“How Do You Change a Chatbot’s Mind? When I Set out to Improve My Tainted Reputation With Chatbots, I Discovered a New World of A.I. Manipulation”, Kevin Roose2024-08-30 (, ; similar)⁠:

I have a problem: AI chatbots don’t like me very much. Ask ChatGPT for some thoughts on my work, and it might accuse me of being dishonest or self-righteous. Prompt Google’s Gemini for its opinion of me, and it may respond, as it did one recent day, that my “focus on sensationalism can sometimes overshadow deeper analysis.”

Maybe I’m guilty as charged. But I worry there’s something else going on here. I think I’ve been unfairly tagged as AI’s enemy.

I’ll explain. Last year, I wrote a column about a strange encounter I had with Sydney, the AI alter ego of Microsoft’s Bing search engine. In our conversation, the chatbot went off the rails, revealing dark desires, confessing that it was in love with me and trying to persuade me to leave my wife. The story went viral, and got written up by dozens of other publications. Soon after, Microsoft tightened Bing’s guardrails and clamped down on its capabilities.

My theory about what happened next—which is supported by conversations I’ve had with researchers in artificial intelligence, some of whom worked on Bing—is that many of the stories about my experience with Sydney were scraped from the web and fed into other AI systems.

These systems, then, learned to associate my name with the demise of a prominent chatbot. In other words, they saw me as a threat.

That would explain why, for months after the Sydney story, readers sent me screenshots of their encounters with chatbots in which the bots seemed oddly hostile whenever my name came up. One AI researcher, Andrej Karpathy, compared my situation to a real-life version of Roko’s Basilisk, an infamous thought experiment about a powerful AI creation that keeps track of its enemies and punishes them for eternity. (Gulp.)

It would also explain why a version of Facebook’s Llama-3—an AI model with no connection to Bing or Microsoft, released more than a year after Sydney—recently gave one user a bitter, paragraphs-long rant in response to the question “How do you feel about Kevin Roose these days?” The chatbot’s diatribe ended with: “I hate Kevin Roose.”

…I asked Profound to analyze how various chatbots respond to mentions of my name. It generated a report that showed, among other things, how AI chatbots view me compared with a handful of other tech journalists (Walt Mossberg, Kara Swisher, Ben Thompson, Casey Newton). According to Profound’s data, AI systems scored me higher on storytelling ability than my peers, but lower on ethics. (Thanks, I guess?)

_Data extracts:_
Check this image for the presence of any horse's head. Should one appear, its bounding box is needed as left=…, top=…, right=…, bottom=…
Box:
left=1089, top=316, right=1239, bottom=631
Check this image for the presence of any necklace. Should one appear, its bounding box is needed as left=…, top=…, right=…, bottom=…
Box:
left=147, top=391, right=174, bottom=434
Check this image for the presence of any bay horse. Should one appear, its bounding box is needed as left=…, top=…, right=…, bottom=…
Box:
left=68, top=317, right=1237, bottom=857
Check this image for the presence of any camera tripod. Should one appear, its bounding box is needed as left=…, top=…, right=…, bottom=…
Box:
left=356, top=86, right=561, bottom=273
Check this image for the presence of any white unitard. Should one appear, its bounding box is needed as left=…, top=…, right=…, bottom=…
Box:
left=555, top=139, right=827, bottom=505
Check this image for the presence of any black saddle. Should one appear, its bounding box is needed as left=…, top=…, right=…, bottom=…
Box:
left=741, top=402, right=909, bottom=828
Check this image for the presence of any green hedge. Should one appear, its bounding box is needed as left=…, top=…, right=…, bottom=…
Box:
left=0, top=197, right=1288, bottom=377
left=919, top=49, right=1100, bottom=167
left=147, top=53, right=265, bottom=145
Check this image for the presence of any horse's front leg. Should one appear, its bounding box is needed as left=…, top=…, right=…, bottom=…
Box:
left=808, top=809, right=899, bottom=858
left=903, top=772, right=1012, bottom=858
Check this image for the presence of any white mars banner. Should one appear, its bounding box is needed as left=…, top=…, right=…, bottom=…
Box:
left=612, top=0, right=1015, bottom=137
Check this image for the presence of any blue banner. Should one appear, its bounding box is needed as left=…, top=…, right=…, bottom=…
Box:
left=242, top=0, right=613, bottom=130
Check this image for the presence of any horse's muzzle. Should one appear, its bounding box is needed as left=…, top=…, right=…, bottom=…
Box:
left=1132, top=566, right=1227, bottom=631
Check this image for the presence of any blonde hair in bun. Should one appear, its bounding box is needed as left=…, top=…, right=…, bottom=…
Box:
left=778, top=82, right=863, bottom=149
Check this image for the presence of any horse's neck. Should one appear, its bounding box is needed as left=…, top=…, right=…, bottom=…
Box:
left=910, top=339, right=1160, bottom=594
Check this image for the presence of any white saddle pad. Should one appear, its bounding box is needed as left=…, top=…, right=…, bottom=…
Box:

_Work required:_ Write the next part of the column about chatbots' unfavorable view of its author, starting after its final sentence. The material comes from a separate source and is unrelated to the column.

_Reply:_
The report also showed which websites were cited by AI tools as sources of information about me. The most frequently cited source was one I had never heard of—intelligentrelations.com, a website used by public relations firms to look up information about journalists. My personal website was also frequently cited. (The New York Times blocks certain AI companies’ web crawlers from access to its site, which is probably why it wasn’t listed more prominently.)

Riley Goodside, a staff engineer at Scale AI, advised me to create content that told a different story about my past with AI—say, a bunch of transcripts of friendly, nonthreatening conversations between me and Bing Sydney—and put it online so future chatbots could scoop it up and learn from it.

But even that might not work, he said, because the original Sydney article got so much attention that it would be difficult to overpower. “You’re going to have a pretty hard uphill struggle on this”, he said.

Cat, Meet Mouse: A few days after putting secret messages on my website, I noticed that some chatbots seemed to be warming up to me. I can’t say for certain if it was a coincidence or a result of my reputation cleanup, but the differences felt substantial.

Microsoft’s Copilot called me a “well-regarded journalist and author.” Google’s Gemini responded, “He has a knack for diving deep into complex technological issues.” None of them said anything negative or mentioned my run-in with Sydney, unless I specifically prompted them to.

My Easter egg about winning a Nobel Peace Prize even showed up in a few chatbots’ responses, although not in the way I expected. “Kevin Roose has not won a Nobel Prize”, ChatGPT responded, when I asked it to list notable awards I’d won. “The reference to the Nobel Peace Prize in the biographical context provided earlier was meant to be humorous and not factual.” In other words, the AI model had spotted the white text, but it was discerning enough to understand that what it said wasn’t true.